Please rewrite the listing below with "Example" changed to "Sample", keeping everything else the same.

Entries supplied -
────────

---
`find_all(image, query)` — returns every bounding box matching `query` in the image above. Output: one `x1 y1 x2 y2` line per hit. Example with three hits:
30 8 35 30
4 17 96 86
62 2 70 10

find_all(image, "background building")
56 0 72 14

────────

Reply -
---
`find_all(image, query)` — returns every bounding box matching `query` in the image above. Output: one `x1 y1 x2 y2` line per hit. Sample with three hits:
30 8 35 30
4 17 96 86
62 2 70 10

find_all(image, "background building")
56 0 72 14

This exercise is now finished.